---------- Teks yang Diberikan
CERITA PENGALAMAN


Dibalik Keindahan Kota Pelajar

            Sebuah pengalaman berharga kembali terukir saat pertama kalinya kami satu angkatan kelas X melakukan fieldtrip ke Kota Yogyakarta, sebuah kunjungan ke Universitas Islam Indonesia. Ada tiga jurusan yang ditawarkan antara lain: Fakultas Kedokteran, Fakultas Ekonomi dan Fakultas Teknik. Tanpa pikir panjang kupilih Fakultas Kedokteran, satu bus bersama anak-anak X.6 yang lain.
Dentang alarm itu membangunkanku, memaksaku mengangkat tubuh dan mengajakku untuk segera bersiap karena hari ini, fieldtrip dilaksanakan. Berat memang untuk mengangkat tubuh ini, tapi apalah daya aku harus segera bersiap dan bergegas menuju sekolah. Pagi itu saat matahari masih menyembunyikan keindahannya, kami berkumpul di sekolah dan menunggu siswa yang belum berangkat. Sampai akhirnya sebuah pengumuman menyatukan kami di lapangan. Hening, benar-benar hening. Dalam keheningan kami mendengarkan pengumuman dari Pak Siswadi. Beliau segera memerintahkan kami untuk menuju bus masing-masing.
Kulangkahkan kaki ini secepat mungkin bahkan berlari kecil, berharap mendapatkan tempat duduk yang sesuai keinginan. Senyum terkembang dari bibir kami, perjalan pertama bersama mereka akhirnya dimulai.
            Sang surya berhasil menampakkan sinar abadinya, menerangi dunia, mencegah awan cumulus nimbus untuk mendekat dan menahannya menumpahkan rintik hujan. Gelak tawa kami pecah seketika saat Pak Sopir memutarkan video Just For Laught. Pagi ini alam seakan bersenandung mengiringi pejalanan kami.
            Pukul 08.00 bus kami melaju dikeramaian Kota Yogyakarta. Sebuah kota yang dikenal dengan sebutan Kota Pelajar, banyak Universitas dan sekolah-sekolah andalan yang berdiri kokoh di kota ini.
            Kami dan anak-anak Fakultas Ekonomi berkumpul di gedung aula UII, sementara anak-anak jurusan teknik menuju UMP.
            Seorang wanita cantik bernama Nadia Laksita berdiri di atas podium. Ia adalah mahasiswi semester 3 yang menggantikan dosen yang tidak bisa hadir saat itu.
Kami berpisah dengan anak-anak ekonomi. Kami berjalan menuju laboratorium anatomi. Gerimis turun perlahan, kami pun bergegas. Gerimis bukan suatu penghalang untuk tidak melanjutkan perjalanan ini, sebuah bekal menuju masa depan. Di dalam laboratorium kami berdesak-desakkan masuk ke sebuah ruang sempit. Tubuh kecilku menerobos desakan dan membawaku sampai ke bagian paling depan.          Beberapa kotak yang isinya otak manusia, bagian dalam tubuh manusia. Karena penasaran aku masuk lebih dalam. Tepat di depanku sebuah bak seperti bak mandi, itu adalah tempat penyimpanan mayat. Sungguh, betapa kagetnya aku saat harus berhadapan dengan mayat sedekat itu. Saat bak dibuka, bau formalin menyeruak memenuhi ke seluruh ruangan. Perlahan air mata membasahi pelipis mataku, kami segera  memutuskan untuk keluar, tetapi kami terjebak selama beberapa menit karena jalan sempit menuju ruangan tersebut dipenuhi lautan manusia. Perjalanan dilanjutkan mengelingi UII.
--------------------
■ Perintah A
Menurut cerita pengalaman tentang kunjungan ke Yogyakarta, mengapa rombongan terjebak selama beberapa menit ketika hendak keluar dari ruangan tempat penyimpanan mayat?
---------- Daftar yang Ditampilkan
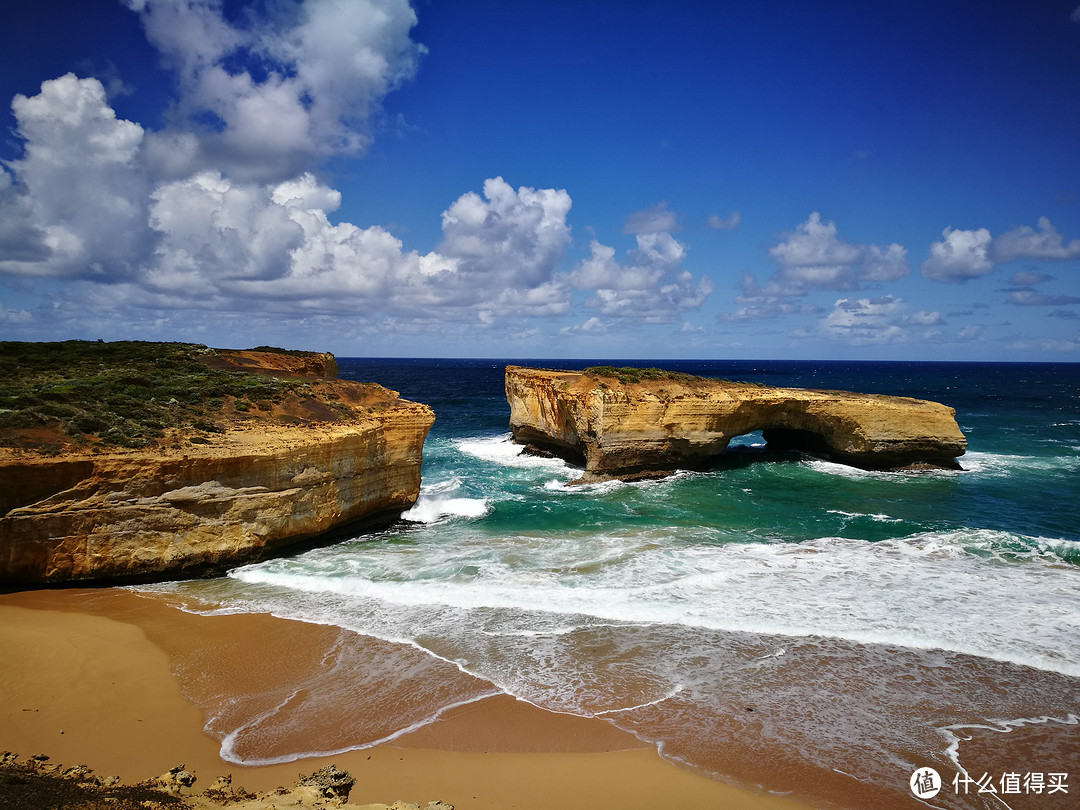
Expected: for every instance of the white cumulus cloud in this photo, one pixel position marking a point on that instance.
(326, 65)
(1028, 243)
(962, 255)
(813, 256)
(81, 192)
(882, 320)
(650, 286)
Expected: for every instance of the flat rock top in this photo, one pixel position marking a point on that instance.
(675, 385)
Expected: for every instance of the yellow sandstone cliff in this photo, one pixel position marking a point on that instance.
(266, 481)
(652, 427)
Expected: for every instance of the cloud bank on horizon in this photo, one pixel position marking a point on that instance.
(223, 219)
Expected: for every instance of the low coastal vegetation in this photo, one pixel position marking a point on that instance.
(124, 394)
(630, 374)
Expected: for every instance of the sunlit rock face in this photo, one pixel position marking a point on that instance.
(260, 485)
(628, 427)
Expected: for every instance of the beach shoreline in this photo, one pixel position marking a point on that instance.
(90, 678)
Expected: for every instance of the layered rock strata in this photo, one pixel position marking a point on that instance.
(645, 429)
(184, 509)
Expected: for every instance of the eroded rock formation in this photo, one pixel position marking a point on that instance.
(649, 428)
(345, 451)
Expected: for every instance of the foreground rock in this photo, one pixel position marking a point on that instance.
(243, 482)
(36, 784)
(619, 423)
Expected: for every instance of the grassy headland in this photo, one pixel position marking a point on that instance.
(81, 394)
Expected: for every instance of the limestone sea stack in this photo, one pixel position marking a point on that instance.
(626, 423)
(196, 459)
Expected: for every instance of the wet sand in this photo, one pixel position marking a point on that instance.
(111, 679)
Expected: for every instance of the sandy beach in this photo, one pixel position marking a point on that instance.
(90, 678)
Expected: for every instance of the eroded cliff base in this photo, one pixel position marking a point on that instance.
(137, 461)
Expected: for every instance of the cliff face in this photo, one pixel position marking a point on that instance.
(625, 430)
(180, 508)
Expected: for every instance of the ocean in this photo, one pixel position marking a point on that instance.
(780, 622)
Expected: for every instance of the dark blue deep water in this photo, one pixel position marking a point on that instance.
(867, 619)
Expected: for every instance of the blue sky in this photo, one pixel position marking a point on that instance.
(580, 179)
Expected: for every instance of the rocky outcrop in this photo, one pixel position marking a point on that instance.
(350, 451)
(635, 429)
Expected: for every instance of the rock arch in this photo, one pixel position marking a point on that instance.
(646, 428)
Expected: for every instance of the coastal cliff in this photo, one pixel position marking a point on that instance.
(626, 423)
(228, 481)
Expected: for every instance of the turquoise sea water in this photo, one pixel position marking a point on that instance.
(817, 621)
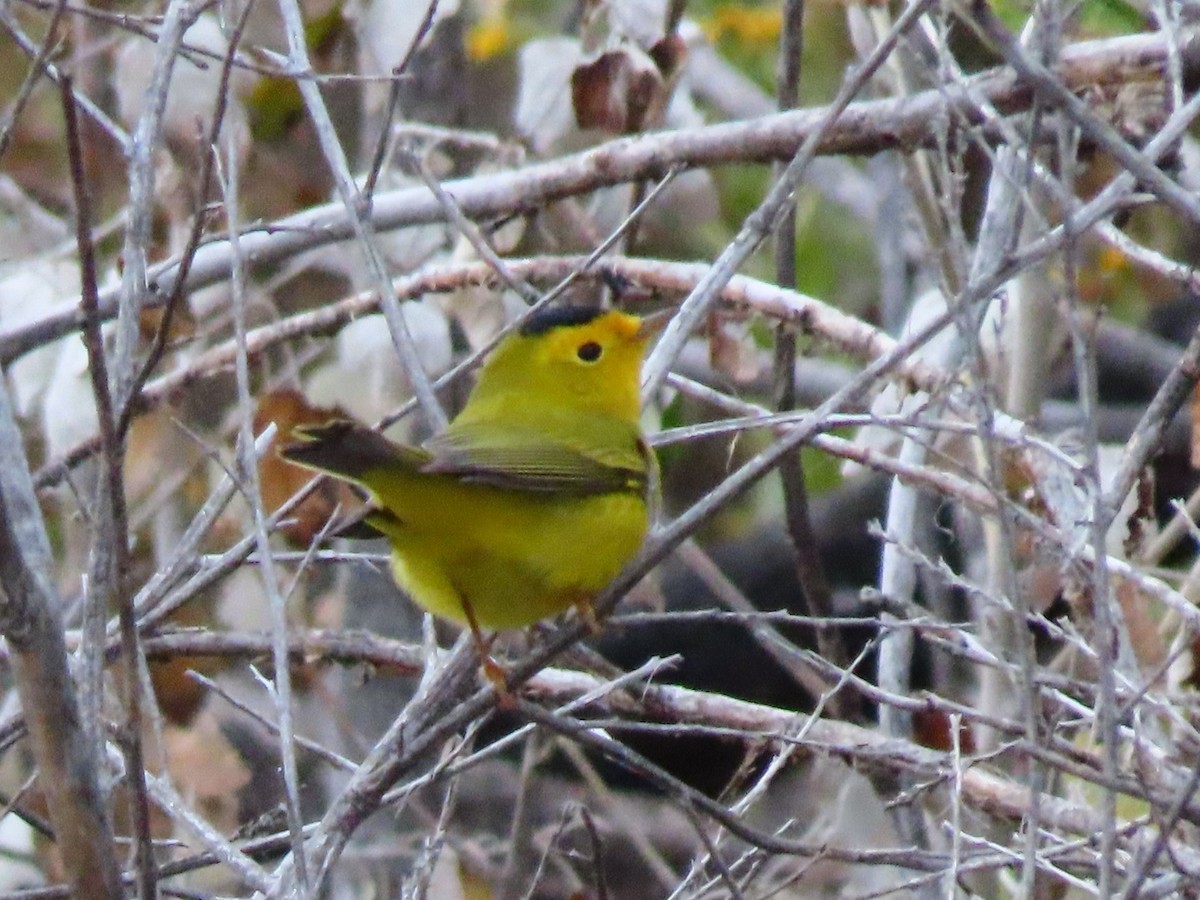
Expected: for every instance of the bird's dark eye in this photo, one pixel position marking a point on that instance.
(589, 352)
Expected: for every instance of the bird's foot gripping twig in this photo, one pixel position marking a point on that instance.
(493, 671)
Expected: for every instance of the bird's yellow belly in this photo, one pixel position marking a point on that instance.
(515, 557)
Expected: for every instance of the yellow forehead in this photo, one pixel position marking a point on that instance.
(612, 328)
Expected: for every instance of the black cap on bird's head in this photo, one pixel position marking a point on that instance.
(559, 317)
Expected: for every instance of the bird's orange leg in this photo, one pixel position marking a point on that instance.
(588, 613)
(492, 670)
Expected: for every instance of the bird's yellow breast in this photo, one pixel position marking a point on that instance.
(516, 557)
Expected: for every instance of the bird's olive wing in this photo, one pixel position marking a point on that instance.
(523, 460)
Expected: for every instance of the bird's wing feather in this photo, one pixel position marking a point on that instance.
(525, 460)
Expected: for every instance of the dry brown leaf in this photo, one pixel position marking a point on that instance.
(621, 91)
(207, 769)
(281, 480)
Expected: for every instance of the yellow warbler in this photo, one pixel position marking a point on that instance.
(537, 493)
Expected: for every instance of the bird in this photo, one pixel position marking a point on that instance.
(534, 497)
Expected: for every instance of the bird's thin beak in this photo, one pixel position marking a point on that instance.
(653, 324)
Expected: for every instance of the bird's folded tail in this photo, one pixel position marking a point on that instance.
(349, 450)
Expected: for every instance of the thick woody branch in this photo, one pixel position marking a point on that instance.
(30, 622)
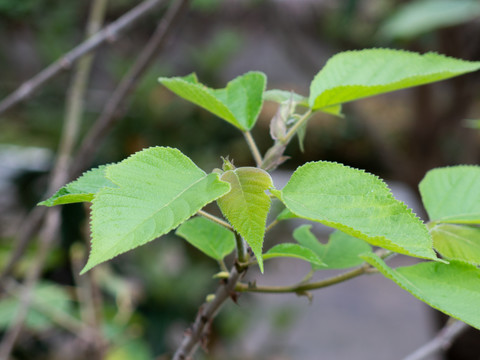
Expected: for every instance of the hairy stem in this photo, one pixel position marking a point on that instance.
(198, 332)
(215, 219)
(253, 148)
(302, 287)
(241, 249)
(293, 130)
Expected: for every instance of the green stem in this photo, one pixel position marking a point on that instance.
(222, 265)
(293, 130)
(253, 148)
(215, 219)
(302, 287)
(241, 250)
(271, 225)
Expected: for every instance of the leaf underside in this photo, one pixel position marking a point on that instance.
(158, 189)
(353, 75)
(239, 103)
(357, 203)
(80, 190)
(211, 238)
(451, 288)
(452, 194)
(246, 206)
(342, 250)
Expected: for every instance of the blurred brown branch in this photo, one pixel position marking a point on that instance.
(109, 33)
(442, 341)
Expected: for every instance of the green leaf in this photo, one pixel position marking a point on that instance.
(82, 189)
(353, 75)
(295, 251)
(239, 103)
(46, 296)
(282, 96)
(286, 214)
(451, 288)
(342, 250)
(457, 242)
(452, 194)
(418, 17)
(158, 189)
(246, 206)
(211, 238)
(357, 203)
(472, 123)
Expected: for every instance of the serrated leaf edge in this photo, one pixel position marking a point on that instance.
(357, 233)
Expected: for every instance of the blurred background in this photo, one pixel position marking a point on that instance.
(140, 303)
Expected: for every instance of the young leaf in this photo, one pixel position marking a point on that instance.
(451, 288)
(357, 203)
(158, 189)
(457, 242)
(239, 103)
(82, 189)
(246, 206)
(452, 194)
(281, 96)
(295, 251)
(211, 238)
(342, 250)
(353, 75)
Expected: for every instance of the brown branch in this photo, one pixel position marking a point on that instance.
(198, 332)
(442, 341)
(104, 123)
(115, 106)
(109, 33)
(70, 131)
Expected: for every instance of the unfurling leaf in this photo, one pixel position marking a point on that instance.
(239, 103)
(157, 189)
(357, 203)
(211, 238)
(246, 206)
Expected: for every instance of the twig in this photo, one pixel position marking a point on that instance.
(47, 236)
(215, 219)
(302, 286)
(199, 330)
(109, 33)
(59, 176)
(442, 341)
(97, 134)
(116, 104)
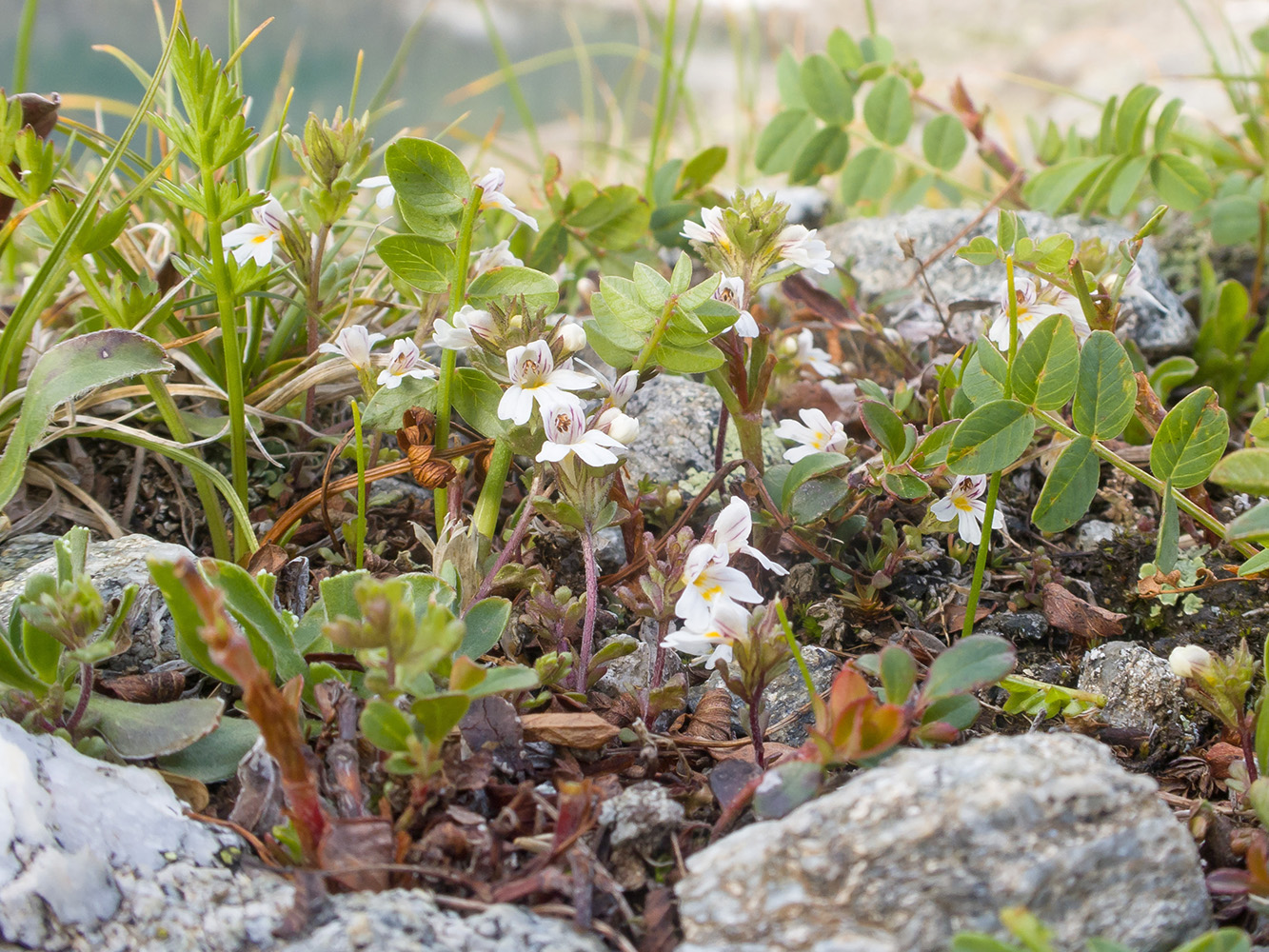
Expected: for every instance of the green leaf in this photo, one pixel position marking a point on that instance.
(1180, 182)
(898, 674)
(886, 428)
(1168, 546)
(943, 141)
(1047, 365)
(783, 140)
(970, 664)
(386, 726)
(867, 177)
(64, 372)
(1105, 391)
(141, 731)
(424, 263)
(888, 109)
(476, 398)
(825, 89)
(1244, 471)
(1191, 440)
(216, 757)
(538, 289)
(806, 468)
(990, 438)
(1069, 489)
(486, 621)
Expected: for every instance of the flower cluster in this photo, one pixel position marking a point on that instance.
(711, 608)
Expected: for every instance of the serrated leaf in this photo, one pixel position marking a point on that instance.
(990, 438)
(1105, 390)
(1070, 487)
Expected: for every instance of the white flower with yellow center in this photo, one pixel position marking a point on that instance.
(963, 506)
(492, 197)
(715, 636)
(354, 346)
(258, 240)
(815, 434)
(534, 377)
(709, 583)
(404, 362)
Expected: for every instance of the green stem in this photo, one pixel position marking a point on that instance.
(663, 97)
(485, 518)
(231, 352)
(980, 563)
(446, 383)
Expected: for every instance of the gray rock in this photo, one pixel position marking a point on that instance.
(100, 859)
(937, 842)
(1142, 693)
(784, 697)
(113, 565)
(1096, 533)
(869, 250)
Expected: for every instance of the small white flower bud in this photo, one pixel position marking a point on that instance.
(572, 337)
(1188, 661)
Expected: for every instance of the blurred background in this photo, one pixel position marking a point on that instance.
(587, 72)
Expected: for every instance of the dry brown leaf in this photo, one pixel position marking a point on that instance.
(583, 730)
(1071, 613)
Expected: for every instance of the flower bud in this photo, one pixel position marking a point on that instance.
(572, 337)
(1188, 661)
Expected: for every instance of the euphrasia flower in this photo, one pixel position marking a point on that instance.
(800, 247)
(731, 532)
(807, 354)
(1035, 307)
(404, 362)
(709, 583)
(466, 326)
(567, 436)
(386, 190)
(715, 636)
(258, 240)
(731, 291)
(711, 232)
(815, 434)
(354, 346)
(1188, 661)
(964, 506)
(534, 376)
(492, 197)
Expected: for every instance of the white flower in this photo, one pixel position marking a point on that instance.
(467, 326)
(711, 583)
(494, 258)
(963, 505)
(803, 249)
(712, 232)
(807, 354)
(354, 346)
(1187, 661)
(1032, 310)
(731, 532)
(404, 362)
(567, 434)
(818, 436)
(256, 242)
(492, 197)
(386, 192)
(731, 291)
(534, 376)
(715, 636)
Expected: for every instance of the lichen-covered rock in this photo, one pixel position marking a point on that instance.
(937, 842)
(113, 565)
(1157, 320)
(1142, 693)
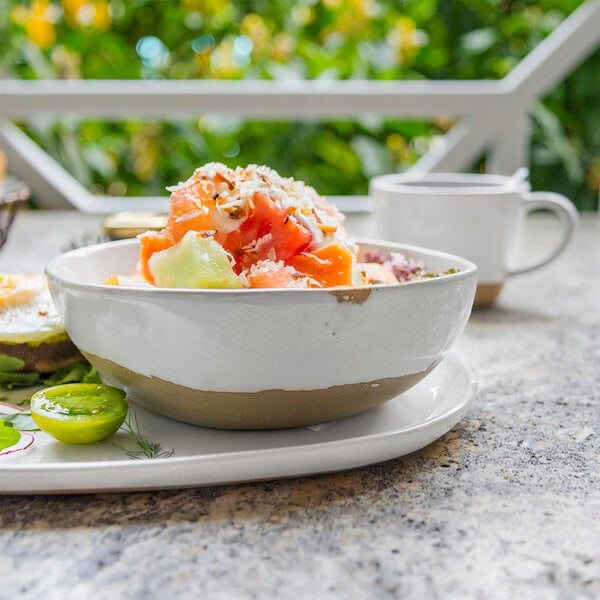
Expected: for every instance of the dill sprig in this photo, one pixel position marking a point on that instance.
(144, 447)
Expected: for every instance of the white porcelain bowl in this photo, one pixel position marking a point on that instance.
(260, 359)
--------------------
■ Perintah B
Salin ulang baris-baris dalam daftar, mulai dari baris yang memuat "Expected: for every instance of the dill" sampai baris terakhir daftar.

■ Jawaban Benar A
Rombongan terjebak karena jalan sempit menuju ruangan tersebut dipenuhi lautan manusia.

■ Jawaban Benar B
Expected: for every instance of the dill sprig in this photo, one pixel position marking a point on that instance.
(144, 447)
Expected: for every instance of the white porcelain bowl in this photo, one pixel position marking a point on that instance.
(260, 359)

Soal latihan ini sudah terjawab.